- _What you are asked to do_: Set down the blog post word for word, from "Posts Tagged ‘memoir’" up to and including "all its particulars.".

- _Source document_:
%%
Posts Tagged ‘memoir’

  • Welcome New Subscribers

    Date: 2019.07.17 | Category: Assignments | Response: 0

    Welcome New Subscribers!

    A brief introduction.

    The “Love Imagined” blog is thanks to my publisher, LHP.  Its main focus is writing.  I am an author, literary editor, teacher, and mentor. My interests include:  identity, particularly mixed-race identity; autism; the 70’s (not the decade, but the numeric age that I am); and, of course, writing and all its particulars.

    My books include:

    And You Can Love Me a story for everyone who loves someone with ASD (a picture book for children and adults)
%%
- _Dataset excerpt_:
%%
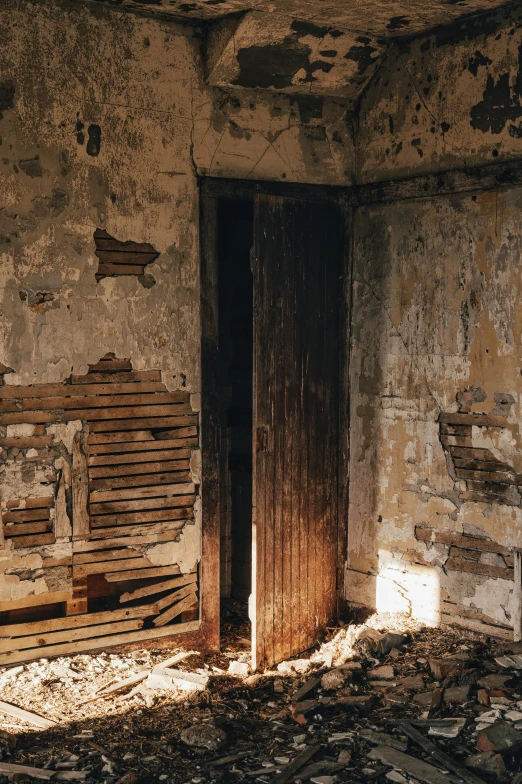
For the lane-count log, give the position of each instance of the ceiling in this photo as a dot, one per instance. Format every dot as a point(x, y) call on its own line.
point(386, 18)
%%
- _Task response_:
Posts Tagged ‘memoir’

  • Welcome New Subscribers

    Date: 2019.07.17 | Category: Assignments | Response: 0

    Welcome New Subscribers!

    A brief introduction.

    The “Love Imagined” blog is thanks to my publisher, LHP.  Its main focus is writing.  I am an author, literary editor, teacher, and mentor. My interests include:  identity, particularly mixed-race identity; autism; the 70’s (not the decade, but the numeric age that I am); and, of course, writing and all its particulars.